### Excerpt provided:
** start **

= 7.1 surround sound =

Sound systems that use 7 speakers and one subwoofer

Label for 7.1 extended surround sound

7.1 surround sound is the common name for an eight-channel surround audio system commonly used in home theatre configurations. It adds two additional speakers to the more conventional six-channel (5.1) audio configuration. As with 5.1 surround sound, 7.1 surround sound positional audio uses the standard front left and right, center, and LFE (subwoofer) speaker configuration. However, whereas a 5.1 surround sound system combines both surround and rear channel effects into two channels (commonly configured in home theatre set-ups as two rear surround speakers), a 7.1 surround system splits the surround and rear channel information into four distinct channels, in which sound effects are directed to left and right surround channels (SL and SR), plus two rear surround channels (SBL and SBR).

In a 7.1 surround sound home theatre set-up, the surround speakers are placed to the side of the listener's position and the rear speakers are placed behind the listener. In addition, with the advent of Dolby Pro Logic IIz and DTS Neo:X, 7.1 surround sound can also refer to 7.1 surround sound configurations with the addition of two front height channels (LH and RH) positioned above the front channels or two front wide channels positioned between the front and surround channels.

** end **

### Recorded information:

** start **

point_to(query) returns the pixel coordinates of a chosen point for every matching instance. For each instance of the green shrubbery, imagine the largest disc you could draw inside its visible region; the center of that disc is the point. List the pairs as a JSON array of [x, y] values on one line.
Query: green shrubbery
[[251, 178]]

** end **

### Exercise instructions:
1. According to the article on 7.1 surround sound, where are the rear speakers placed in a home theatre set-up?
2. Rewrite the article on 7.1 surround sound starting at "Label for 7.1" and ending at "(SBL and SBR).", changing "home theatre" to "home cinema".

### The responses:
1. Behind the listener.

2.
Label for 7.1 extended surround sound

7.1 surround sound is the common name for an eight-channel surround audio system commonly used in home cinema configurations. It adds two additional speakers to the more conventional six-channel (5.1) audio configuration. As with 5.1 surround sound, 7.1 surround sound positional audio uses the standard front left and right, center, and LFE (subwoofer) speaker configuration. However, whereas a 5.1 surround sound system combines both surround and rear channel effects into two channels (commonly configured in home cinema set-ups as two rear surround speakers), a 7.1 surround system splits the surround and rear channel information into four distinct channels, in which sound effects are directed to left and right surround channels (SL and SR), plus two rear surround channels (SBL and SBR).